> TASK PROMPT
Look below for the line that contains "Target: car windshield", then copy it and each following line exactly, through and including the line that contains "Target: silver car".

> DATA FOR ANALYSIS
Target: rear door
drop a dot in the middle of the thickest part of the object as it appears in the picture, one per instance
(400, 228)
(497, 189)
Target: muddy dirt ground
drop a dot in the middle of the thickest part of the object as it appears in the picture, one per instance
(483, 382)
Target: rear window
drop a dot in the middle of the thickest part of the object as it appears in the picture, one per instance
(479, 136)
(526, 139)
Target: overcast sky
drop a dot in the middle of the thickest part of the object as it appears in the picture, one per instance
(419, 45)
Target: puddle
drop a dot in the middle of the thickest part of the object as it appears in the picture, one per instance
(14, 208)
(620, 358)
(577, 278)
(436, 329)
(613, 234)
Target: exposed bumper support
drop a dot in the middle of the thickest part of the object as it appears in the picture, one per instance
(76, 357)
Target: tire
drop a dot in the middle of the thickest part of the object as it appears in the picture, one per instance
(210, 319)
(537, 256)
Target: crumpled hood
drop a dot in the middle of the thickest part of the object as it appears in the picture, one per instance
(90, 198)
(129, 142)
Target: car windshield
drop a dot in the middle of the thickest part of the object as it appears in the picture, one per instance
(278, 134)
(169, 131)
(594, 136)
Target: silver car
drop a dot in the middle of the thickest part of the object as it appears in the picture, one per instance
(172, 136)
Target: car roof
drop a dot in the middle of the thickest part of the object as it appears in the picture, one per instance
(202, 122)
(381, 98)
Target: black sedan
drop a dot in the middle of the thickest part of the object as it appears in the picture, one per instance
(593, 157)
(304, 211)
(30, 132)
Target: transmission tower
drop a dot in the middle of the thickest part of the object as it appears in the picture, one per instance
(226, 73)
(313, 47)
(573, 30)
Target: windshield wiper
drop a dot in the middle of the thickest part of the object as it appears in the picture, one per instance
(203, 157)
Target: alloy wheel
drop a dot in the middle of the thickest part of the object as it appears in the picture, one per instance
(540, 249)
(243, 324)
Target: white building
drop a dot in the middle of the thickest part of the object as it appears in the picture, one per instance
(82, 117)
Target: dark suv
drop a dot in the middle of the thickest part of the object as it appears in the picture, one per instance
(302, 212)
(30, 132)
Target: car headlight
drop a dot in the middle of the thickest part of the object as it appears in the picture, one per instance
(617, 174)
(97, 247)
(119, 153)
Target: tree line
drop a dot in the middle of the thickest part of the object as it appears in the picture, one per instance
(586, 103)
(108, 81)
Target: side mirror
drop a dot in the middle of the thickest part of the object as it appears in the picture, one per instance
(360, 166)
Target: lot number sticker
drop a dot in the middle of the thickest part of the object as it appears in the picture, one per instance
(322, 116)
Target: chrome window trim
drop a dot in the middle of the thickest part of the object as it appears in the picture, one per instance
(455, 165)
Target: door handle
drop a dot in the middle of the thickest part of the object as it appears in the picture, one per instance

> WRITTEN REPLY
Target: car windshield
drop a dot in the middle of the thickest part of the object as it appears in the picture, one per instance
(278, 134)
(169, 131)
(594, 136)
Target: silver car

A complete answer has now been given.